● **DO THIS**
Copy each of the records below word for word, leaving out the pictures.

— start —

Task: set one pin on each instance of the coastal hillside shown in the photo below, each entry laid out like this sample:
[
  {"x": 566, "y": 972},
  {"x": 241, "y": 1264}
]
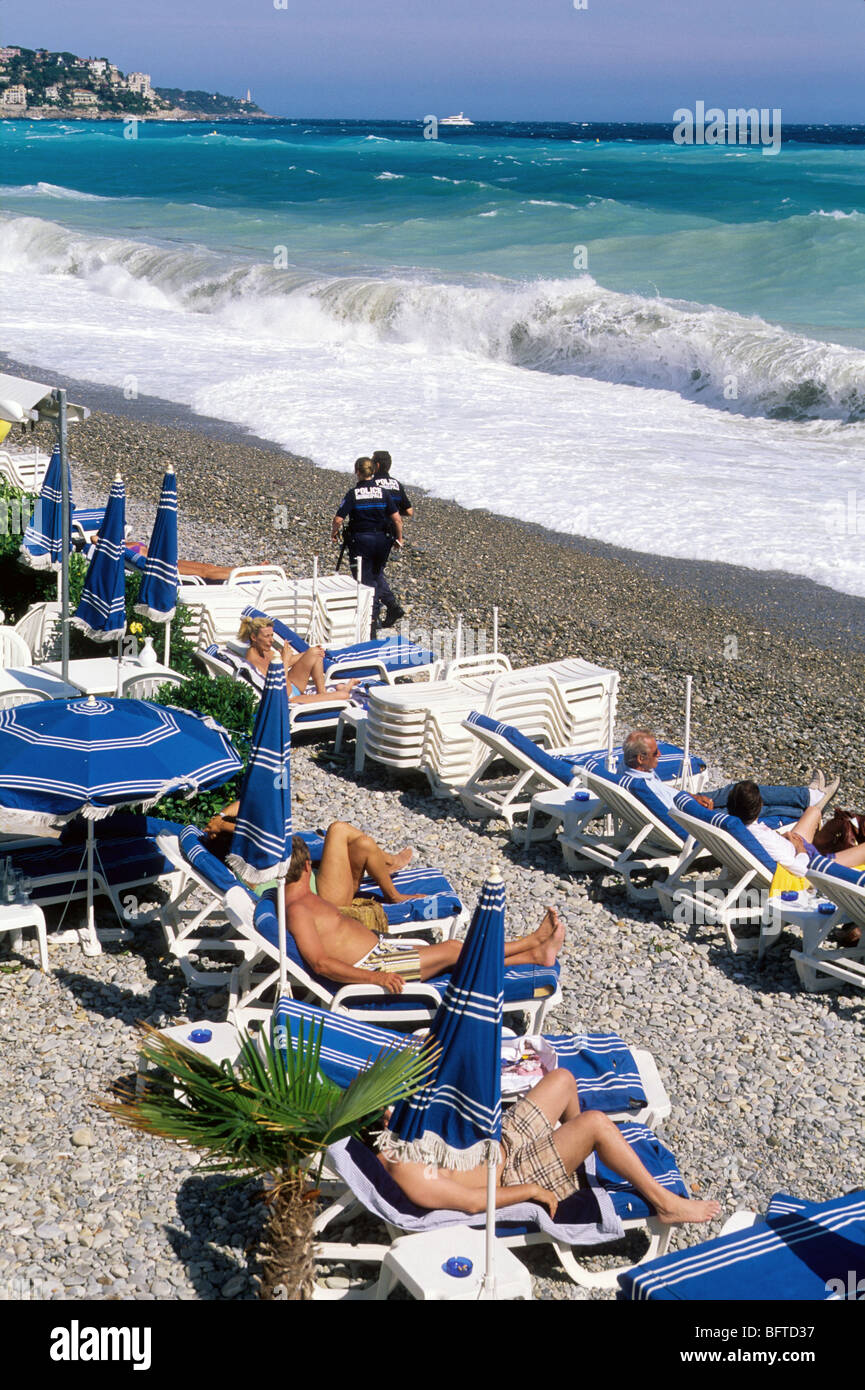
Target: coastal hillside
[{"x": 36, "y": 82}]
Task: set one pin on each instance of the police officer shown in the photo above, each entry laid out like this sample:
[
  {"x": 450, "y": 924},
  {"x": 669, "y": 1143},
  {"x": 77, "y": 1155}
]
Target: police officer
[
  {"x": 373, "y": 523},
  {"x": 383, "y": 477}
]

— end —

● **COMPLETE RESPONSE**
Task: set one pin on each instance of the coastal hillside shown in the photo below, each entry laid out like this sample:
[
  {"x": 566, "y": 972},
  {"x": 241, "y": 1264}
]
Target: coastal hillside
[{"x": 36, "y": 82}]
Task: set one pin on each instance of the police officer shown in the photo above, each entry laid out like this sample:
[
  {"x": 450, "y": 924},
  {"x": 669, "y": 1143},
  {"x": 77, "y": 1155}
]
Target: police officer
[
  {"x": 373, "y": 523},
  {"x": 383, "y": 477}
]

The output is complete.